* **TO BE DONE**
Rewrite the lines of the items below, changing "format each result as" to "write each box as" everywhere it occurs and leaving everything else as it is.

====== INPUT ROWS

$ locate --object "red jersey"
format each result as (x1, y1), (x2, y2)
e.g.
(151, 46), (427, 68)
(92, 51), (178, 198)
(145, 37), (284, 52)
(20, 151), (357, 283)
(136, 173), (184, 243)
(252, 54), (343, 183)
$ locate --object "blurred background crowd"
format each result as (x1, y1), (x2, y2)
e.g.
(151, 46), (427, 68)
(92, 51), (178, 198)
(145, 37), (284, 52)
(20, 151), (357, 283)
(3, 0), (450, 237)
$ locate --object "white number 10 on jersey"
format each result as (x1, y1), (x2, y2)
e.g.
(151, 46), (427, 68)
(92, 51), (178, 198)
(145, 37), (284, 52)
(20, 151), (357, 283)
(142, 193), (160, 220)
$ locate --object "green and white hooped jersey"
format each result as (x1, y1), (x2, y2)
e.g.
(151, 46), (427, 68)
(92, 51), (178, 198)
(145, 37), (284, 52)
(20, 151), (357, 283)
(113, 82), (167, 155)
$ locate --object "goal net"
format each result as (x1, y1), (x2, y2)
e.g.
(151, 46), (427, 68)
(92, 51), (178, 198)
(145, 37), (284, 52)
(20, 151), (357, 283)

============

* **REPLY**
$ locate --object "red jersey"
write each box as (x1, y1), (x2, y2)
e.g.
(151, 46), (427, 68)
(92, 51), (178, 198)
(145, 37), (284, 52)
(20, 151), (357, 283)
(136, 173), (184, 243)
(252, 54), (343, 183)
$ locate --object "blurred background crowd"
write each box as (x1, y1), (x2, y2)
e.g.
(151, 46), (427, 68)
(92, 51), (178, 198)
(145, 37), (284, 52)
(20, 151), (357, 283)
(3, 0), (450, 237)
$ locate --object "white number 10 on jersey"
write each box as (x1, y1), (x2, y2)
e.g.
(151, 46), (427, 68)
(92, 51), (178, 198)
(145, 37), (284, 52)
(20, 151), (357, 283)
(142, 193), (160, 220)
$ locate --object "green and white hooped jersey"
write each box as (x1, y1), (x2, y2)
e.g.
(151, 46), (427, 68)
(92, 51), (178, 198)
(145, 37), (284, 52)
(20, 151), (357, 283)
(113, 82), (167, 155)
$ locate --object "goal net"
write each box as (x1, y1), (x2, y2)
e.g.
(151, 46), (427, 68)
(92, 51), (178, 198)
(145, 37), (284, 52)
(20, 151), (357, 283)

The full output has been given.